### What you have to do
How many lines below contain the word "clicks"? Answer with that number alone.
----- Records for this exercise -----
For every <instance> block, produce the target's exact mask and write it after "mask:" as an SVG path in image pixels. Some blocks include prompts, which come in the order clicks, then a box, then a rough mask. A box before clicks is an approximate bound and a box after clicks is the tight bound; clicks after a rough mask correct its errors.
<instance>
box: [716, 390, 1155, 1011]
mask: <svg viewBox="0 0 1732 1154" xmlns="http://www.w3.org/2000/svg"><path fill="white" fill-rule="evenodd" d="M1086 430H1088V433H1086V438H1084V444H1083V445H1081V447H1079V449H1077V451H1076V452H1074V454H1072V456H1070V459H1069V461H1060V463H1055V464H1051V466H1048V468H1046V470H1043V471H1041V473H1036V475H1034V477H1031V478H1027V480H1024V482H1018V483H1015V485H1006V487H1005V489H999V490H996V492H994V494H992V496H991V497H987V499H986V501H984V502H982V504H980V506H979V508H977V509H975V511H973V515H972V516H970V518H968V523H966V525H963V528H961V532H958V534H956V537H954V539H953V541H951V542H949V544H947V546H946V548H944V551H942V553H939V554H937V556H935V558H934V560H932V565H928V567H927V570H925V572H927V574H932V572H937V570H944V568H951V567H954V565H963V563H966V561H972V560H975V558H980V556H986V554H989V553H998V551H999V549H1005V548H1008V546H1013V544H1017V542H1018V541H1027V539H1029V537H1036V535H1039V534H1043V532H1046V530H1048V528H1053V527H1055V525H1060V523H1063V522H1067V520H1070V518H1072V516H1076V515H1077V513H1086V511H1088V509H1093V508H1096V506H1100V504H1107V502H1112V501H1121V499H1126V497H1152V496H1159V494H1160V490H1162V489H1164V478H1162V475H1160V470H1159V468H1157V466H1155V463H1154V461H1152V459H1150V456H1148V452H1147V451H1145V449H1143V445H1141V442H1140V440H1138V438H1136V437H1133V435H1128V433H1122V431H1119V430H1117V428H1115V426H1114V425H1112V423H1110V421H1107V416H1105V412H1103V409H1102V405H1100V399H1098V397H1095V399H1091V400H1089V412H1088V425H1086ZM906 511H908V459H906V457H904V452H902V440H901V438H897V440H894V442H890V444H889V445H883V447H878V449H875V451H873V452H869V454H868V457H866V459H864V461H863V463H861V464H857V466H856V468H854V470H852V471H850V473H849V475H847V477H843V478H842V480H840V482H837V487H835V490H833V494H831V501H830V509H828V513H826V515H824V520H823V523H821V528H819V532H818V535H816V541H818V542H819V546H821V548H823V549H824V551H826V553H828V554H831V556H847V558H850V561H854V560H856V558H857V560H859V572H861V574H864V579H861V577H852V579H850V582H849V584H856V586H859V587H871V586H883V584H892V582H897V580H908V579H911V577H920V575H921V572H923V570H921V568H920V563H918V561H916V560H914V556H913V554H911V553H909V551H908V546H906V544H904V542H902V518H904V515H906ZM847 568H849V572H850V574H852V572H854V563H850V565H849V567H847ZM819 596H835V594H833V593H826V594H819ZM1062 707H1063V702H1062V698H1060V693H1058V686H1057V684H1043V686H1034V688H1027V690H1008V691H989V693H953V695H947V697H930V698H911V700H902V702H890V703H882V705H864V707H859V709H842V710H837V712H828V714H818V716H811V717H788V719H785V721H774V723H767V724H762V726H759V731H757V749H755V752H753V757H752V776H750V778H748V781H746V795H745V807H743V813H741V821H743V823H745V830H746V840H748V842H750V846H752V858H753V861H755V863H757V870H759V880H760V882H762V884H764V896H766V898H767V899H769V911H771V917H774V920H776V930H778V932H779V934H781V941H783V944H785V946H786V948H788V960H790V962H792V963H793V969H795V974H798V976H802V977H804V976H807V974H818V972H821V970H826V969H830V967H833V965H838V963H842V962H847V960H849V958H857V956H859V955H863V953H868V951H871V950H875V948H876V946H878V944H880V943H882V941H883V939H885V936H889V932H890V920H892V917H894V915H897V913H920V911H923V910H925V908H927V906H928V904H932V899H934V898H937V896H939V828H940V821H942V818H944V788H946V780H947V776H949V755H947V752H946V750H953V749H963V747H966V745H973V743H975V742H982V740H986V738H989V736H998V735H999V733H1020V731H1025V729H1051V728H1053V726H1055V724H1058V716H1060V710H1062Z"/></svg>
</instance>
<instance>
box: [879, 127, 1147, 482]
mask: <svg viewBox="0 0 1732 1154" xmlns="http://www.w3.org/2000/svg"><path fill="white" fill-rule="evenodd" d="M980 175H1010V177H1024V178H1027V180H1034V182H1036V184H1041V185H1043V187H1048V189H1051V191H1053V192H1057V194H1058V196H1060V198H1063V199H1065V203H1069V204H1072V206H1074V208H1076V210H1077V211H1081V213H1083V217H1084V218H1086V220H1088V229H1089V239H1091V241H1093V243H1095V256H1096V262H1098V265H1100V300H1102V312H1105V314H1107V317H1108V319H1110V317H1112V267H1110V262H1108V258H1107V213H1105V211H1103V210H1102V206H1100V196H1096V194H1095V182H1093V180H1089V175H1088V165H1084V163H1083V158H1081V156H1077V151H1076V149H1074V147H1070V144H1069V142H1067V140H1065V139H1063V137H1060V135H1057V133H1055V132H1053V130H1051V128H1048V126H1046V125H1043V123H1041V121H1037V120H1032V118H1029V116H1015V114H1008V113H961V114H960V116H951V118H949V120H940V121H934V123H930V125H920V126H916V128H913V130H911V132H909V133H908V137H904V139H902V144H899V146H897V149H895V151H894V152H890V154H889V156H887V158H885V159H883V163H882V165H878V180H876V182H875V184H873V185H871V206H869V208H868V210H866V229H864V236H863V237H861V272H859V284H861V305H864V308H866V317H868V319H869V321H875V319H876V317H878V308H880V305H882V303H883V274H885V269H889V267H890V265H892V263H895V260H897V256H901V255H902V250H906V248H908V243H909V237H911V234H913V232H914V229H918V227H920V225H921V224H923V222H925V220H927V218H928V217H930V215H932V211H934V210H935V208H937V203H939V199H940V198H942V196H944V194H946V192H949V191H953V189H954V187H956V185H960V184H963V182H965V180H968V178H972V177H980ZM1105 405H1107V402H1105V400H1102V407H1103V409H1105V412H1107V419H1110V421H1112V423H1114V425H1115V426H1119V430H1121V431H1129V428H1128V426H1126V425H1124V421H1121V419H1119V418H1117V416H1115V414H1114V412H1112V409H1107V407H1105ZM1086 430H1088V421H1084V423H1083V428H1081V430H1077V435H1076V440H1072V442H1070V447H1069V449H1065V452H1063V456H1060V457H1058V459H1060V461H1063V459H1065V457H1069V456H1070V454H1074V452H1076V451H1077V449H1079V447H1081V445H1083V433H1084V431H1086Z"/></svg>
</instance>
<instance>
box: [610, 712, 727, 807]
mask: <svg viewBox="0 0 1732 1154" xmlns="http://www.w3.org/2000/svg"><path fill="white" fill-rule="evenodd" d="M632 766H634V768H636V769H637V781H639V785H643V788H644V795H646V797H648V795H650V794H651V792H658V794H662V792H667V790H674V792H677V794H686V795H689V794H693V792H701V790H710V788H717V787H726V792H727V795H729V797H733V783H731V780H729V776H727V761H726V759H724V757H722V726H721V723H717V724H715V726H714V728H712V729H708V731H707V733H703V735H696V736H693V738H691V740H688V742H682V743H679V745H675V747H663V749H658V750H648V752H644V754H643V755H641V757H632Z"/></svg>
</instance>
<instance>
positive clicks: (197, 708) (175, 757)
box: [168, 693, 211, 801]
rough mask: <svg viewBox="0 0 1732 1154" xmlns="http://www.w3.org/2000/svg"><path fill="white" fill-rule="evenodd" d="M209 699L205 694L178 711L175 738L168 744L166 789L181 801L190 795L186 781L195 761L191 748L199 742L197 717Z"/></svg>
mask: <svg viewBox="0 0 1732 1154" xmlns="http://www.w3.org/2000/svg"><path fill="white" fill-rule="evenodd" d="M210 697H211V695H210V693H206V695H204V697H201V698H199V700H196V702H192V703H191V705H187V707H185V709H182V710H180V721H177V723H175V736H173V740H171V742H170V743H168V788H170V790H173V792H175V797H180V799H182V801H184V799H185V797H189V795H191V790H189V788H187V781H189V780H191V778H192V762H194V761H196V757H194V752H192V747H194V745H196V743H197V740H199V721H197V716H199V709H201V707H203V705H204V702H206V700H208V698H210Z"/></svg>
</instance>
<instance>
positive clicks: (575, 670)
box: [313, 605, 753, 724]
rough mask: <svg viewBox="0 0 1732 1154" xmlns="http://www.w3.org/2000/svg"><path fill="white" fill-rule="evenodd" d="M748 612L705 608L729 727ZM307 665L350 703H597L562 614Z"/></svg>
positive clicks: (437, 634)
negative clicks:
-----
### Expected answer
5